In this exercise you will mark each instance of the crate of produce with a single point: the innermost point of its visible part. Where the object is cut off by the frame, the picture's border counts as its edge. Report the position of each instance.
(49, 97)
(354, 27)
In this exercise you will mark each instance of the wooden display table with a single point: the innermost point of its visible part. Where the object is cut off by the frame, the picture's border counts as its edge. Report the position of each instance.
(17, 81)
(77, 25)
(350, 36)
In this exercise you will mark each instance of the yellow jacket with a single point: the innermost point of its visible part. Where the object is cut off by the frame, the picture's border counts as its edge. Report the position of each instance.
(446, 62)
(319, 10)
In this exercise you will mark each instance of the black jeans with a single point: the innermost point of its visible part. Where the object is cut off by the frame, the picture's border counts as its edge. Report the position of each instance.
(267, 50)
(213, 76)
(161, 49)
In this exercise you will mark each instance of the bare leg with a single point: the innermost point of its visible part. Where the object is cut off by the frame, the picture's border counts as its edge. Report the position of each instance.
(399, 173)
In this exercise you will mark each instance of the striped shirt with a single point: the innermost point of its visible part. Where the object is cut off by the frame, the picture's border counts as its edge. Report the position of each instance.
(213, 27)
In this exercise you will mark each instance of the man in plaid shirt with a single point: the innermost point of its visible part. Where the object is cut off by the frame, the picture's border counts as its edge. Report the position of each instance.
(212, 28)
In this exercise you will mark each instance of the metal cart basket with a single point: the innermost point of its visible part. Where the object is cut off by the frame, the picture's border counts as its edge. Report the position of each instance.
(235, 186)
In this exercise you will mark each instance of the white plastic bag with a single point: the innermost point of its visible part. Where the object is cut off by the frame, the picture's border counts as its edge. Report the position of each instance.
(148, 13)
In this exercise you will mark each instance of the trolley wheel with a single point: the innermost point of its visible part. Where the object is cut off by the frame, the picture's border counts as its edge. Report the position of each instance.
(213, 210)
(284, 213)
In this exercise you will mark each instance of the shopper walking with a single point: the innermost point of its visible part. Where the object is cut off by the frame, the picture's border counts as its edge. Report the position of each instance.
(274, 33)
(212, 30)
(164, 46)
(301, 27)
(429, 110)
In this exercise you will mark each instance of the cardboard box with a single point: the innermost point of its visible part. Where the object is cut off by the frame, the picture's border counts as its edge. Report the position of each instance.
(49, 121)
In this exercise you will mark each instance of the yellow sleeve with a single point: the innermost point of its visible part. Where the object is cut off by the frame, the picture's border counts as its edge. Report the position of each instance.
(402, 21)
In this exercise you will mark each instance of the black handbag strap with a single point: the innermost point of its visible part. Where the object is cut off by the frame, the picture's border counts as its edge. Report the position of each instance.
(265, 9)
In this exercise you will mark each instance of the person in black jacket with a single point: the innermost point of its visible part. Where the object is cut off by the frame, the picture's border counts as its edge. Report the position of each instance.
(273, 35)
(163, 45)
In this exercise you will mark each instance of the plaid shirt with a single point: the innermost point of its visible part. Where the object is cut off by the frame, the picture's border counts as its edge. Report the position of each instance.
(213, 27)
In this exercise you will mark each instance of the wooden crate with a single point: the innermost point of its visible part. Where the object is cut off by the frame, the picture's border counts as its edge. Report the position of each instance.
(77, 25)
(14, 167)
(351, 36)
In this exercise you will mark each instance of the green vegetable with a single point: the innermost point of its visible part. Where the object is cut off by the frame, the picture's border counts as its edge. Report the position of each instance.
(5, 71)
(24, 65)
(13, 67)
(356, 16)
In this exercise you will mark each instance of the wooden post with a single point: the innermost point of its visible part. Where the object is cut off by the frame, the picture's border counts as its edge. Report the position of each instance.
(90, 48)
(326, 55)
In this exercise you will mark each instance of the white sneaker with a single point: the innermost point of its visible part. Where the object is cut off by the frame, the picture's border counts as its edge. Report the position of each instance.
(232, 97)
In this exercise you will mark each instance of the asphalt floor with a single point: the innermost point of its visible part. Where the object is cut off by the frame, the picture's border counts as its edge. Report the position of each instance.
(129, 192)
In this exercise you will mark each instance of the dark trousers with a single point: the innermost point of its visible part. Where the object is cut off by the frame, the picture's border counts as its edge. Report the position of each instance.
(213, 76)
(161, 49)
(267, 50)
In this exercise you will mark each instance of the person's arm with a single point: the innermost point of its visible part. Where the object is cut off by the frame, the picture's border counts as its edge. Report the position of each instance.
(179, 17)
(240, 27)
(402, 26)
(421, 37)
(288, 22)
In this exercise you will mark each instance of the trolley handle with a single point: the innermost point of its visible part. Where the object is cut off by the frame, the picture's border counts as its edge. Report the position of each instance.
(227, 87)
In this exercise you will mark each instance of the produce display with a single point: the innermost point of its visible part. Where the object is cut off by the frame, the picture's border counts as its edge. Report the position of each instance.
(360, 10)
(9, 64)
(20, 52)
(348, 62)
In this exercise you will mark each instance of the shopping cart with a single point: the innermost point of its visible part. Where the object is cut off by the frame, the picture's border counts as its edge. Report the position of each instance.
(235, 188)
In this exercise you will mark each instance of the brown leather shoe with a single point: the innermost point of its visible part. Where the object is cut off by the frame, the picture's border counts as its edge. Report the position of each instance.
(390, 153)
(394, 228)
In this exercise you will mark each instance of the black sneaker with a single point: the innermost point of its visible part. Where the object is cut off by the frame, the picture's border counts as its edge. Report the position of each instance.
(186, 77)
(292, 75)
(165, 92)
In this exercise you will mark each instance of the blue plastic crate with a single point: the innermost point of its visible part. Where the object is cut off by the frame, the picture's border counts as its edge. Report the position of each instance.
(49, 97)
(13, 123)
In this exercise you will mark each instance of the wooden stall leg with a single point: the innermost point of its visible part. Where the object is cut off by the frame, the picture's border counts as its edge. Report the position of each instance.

·····

WHAT TO PRODUCE:
Please set down all of the data above again, matching it exactly.

ANSWER SPACE:
In this exercise you will mark each instance of the crate of produce with a single point: the innermost point of its visible part. Where the object is cut off by the frame, the picture's border counts as its edge. Report the position of each instance.
(49, 97)
(354, 27)
In this exercise you will mark each instance of the wooden display table with a single point: the innermost point of its visible part. Where the object is cut off by the frame, the picture's border counts as its edge. Report the position of each instance.
(17, 81)
(77, 25)
(350, 36)
In this exercise you will mark each instance of the yellow jacket with a single point: the innermost point of its visible part. Where the object is cut off by the frame, the picture's border counts as its edge. Report the position of each instance.
(446, 62)
(319, 10)
In this exercise you will mark each instance of the black jeans with a single point: the innermost point of its visible part. Where the object is cut off by the frame, the picture's border counts as its edge. Report the position of each instance.
(267, 50)
(213, 76)
(161, 49)
In this exercise you will mark each instance of the bare leg with a single point: the innermost point of its visible part. Where the object is cut off by the frame, the picture's border counts as its edge. Report the position of each instance.
(399, 173)
In this exercise you will mark each instance of the striped shirt with a single point: the innermost point of its visible part. Where the object is cut off by the frame, the picture's border counts as its edge. Report the position of each instance.
(213, 27)
In this exercise you will mark each instance of the man in plaid shirt with a single point: the innermost point of its visible part. Where the object is cut off by the frame, the picture's border counts as its edge. Report the position of each instance.
(212, 28)
In this exercise you will mark each instance of the metal cart basket with a single point: the innermost point of its visible part. Where the object is cut off by the frame, the picture's border counts as its edge. Report the position of each instance.
(235, 186)
In this exercise you will mark each instance of the white plastic bag with a single point: the innermost point of its visible part. Where the object is cut off by the frame, the picture's border counts as its edge. Report the position of each instance.
(148, 13)
In this exercise you will mark each instance of the trolley wheel with a single point: the innermost point of its visible part. Where the object is cut off by the frame, the picture's border counts as its edge. Report the position of each instance.
(213, 210)
(284, 213)
In this exercise you will mark each instance of the shopper walking with a single point: the innermost point of its visible part. Where the object is cut off by the frame, the picture's border counts as its edge. Report the position of each instance.
(274, 33)
(212, 30)
(164, 46)
(301, 27)
(429, 110)
In this exercise you will mark each instance of the cardboard box with a single point: the innermost point of its visible part. Where the object is cut off by the frame, the picture's border counts as its edge. Report the position of each instance.
(49, 121)
In this exercise you will mark each instance of the yellow sleeve with a single point: the innermost point of its visible part. Where the object is cut off by the frame, the picture's border counts as its edge. Report the position of each instance.
(402, 21)
In this exercise you will mark each instance of the black handbag strap with a single point: the innermost point of its visible part. Where the object is cut off by the frame, the picture's border counts as its edge. Report the position of each instance.
(265, 9)
In this exercise you will mark each instance of the person in black jacket with a single point: the innermost point of its visible part. Where the object is cut off by the frame, the picture's border counts as its edge. Report the position of each instance.
(273, 35)
(163, 45)
In this exercise you will mark each instance of the plaid shirt with a single point: the innermost point of its visible part. Where the object is cut off by the frame, the picture's border counts as its edge. Report the position of each instance.
(213, 27)
In this exercise you will mark each instance of the wooden crate with a single point: the innermost point of its visible part. Where the object is cut off by the frame, the picture's border counts as its edge. Report the position of each instance.
(77, 25)
(14, 167)
(351, 36)
In this exercise you will mark each instance of the green vegetable with a single point: the innermost point of its visible part. Where the object is cut off by the frame, the picture's border counts as its edge. Report the position of each instance.
(5, 71)
(24, 65)
(13, 67)
(356, 16)
In this exercise you will mark each instance of the wooden post with a single point: the innermost point of its visible part. Where the object is cut off by the frame, the picture's border counts as its edge. Report the position of each instance.
(90, 48)
(326, 55)
In this exercise you will mark each instance of the white sneaker with a single point: the innermost point of its visible part. Where the object is cut off by the frame, the picture's border counts as its edge. Report the position of each instance.
(232, 97)
In this exercise you will mark each instance of the asphalt floor with a single point: the innermost point of its visible part. Where the object is cut off by the frame, the picture's border counts as its edge. Report the position of each instance.
(129, 192)
In this exercise you will mark each instance of the dark trousers with a single point: the innermost point of its visible part. Where the object is cut off by the frame, the picture's border counts as its edge. Report the position of each instance.
(213, 76)
(161, 49)
(267, 50)
In this exercise you will mark each instance of the person's arm with a single point: the innermost point of its visible part. Where the object is cut off by the frame, the picture's border counts as its edge. Report the position of each instance.
(179, 17)
(240, 27)
(402, 26)
(421, 37)
(288, 22)
In this exercise you will mark each instance of the trolley handle with a single point: the innermost point of its visible part. Where the object is cut off by the frame, the picture's border counts as its edge. Report the position of each instance.
(227, 87)
In this exercise you will mark each instance of the produce display with a single point: the innermost point of its visible part. Where the object is cut off by the frame, the picture's border counts as its edge. Report the position of each instance.
(360, 10)
(9, 64)
(20, 52)
(348, 62)
In this exercise you will mark each instance of the shopping cart with a single point: the innermost point of its visible part. Where the object is cut off by the frame, the picture's border counts as its edge. Report the position of each instance.
(235, 188)
In this exercise you will mark each instance of the brown leather shoe with a single point: the innermost point of its visible part. Where the object is cut off by the frame, the picture's border counts as its edge. Report the position of each instance.
(390, 153)
(394, 228)
In this exercise you will mark each instance of the black sneaker with a single point: the innermost point of its visible part. Where the object is cut off by the frame, the picture's border counts as its edge. Report the position of each instance.
(186, 77)
(292, 75)
(165, 92)
In this exercise you will mark each instance of the blue plastic crate with a single point: the innermost point of its visible part. Where the object is cut off by the frame, the picture's border counts as its edge. Report the position of each instance.
(49, 97)
(13, 123)
In this exercise you will mark each instance of the wooden stall leg with a single point: the innermost point of its visible part. Where the object is cut off by the frame, the picture's border counts as its edge. Report the position of each instance.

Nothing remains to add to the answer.